**SELECTED TEXT:**
* * * *

Christmas Eve was my grandfather's annual Christmas present-unwrapping, done the day before because it's usually most convenient for all involved and it lets my step-grandmother cook a really good meal on Christmas itself without having it overshadowed by the materialism of the previous night. My cousin Jeremy started to whine about not having enough presents and having the fewest (his pile was larger than he was- also note that numerically, I had the fewest, and somehow this failed to particularly upset me), but my mother shut that down quite quickly and I appreciated that greatly. ("Adam said that one year, and what I told him was that if he said that again, then next year, we'd be having Christmas at a homeless shelter so he can see what it's really like to not have enough. And I meant it, too." Shut him up right quickly, although Aunt Karen- not the (deceased) Aunt Vicki who is his mother- was visibly shocked by my mother's tone) It was still a bad situation for me; lots of people in a little tiny room we couldn't get through because of the chairs and presents strewn about, not to mention having to avoid stepping on the (blind) family dog. It doesn't help that two of the guests were rather impressively loud. Loud noise, chaos, being trapped (can't get out with the room that much of a mess), too many people to deal with- all together made it a very draining task for me to avoid breaking down. There are times when Asperger's syndrome is remarkably inconvenient; that's the exact set of stimuli I fundamentally can't deal with.

Trying to handle all that and recover from it is why I've been out of action the last several days; I've been retreating to the comfort of homework assignments and textbooks, the fastest way for me to recover.

* * * *

**PROVIDED INFORMATION:**

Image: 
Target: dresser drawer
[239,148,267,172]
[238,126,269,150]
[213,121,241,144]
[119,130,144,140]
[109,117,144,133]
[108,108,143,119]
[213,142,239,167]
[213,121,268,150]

* * * *

**YOUR OBJECTIVE:**
According to the Christmas Eve account, why does the grandfather's present-unwrapping happen the day before Christmas? Answer in one to three sentences.

**EXERCISE RESULT:**
It is usually the most convenient time for everyone involved. It also lets the step-grandmother cook a really good meal on Christmas itself without the materialism of the previous night overshadowing it.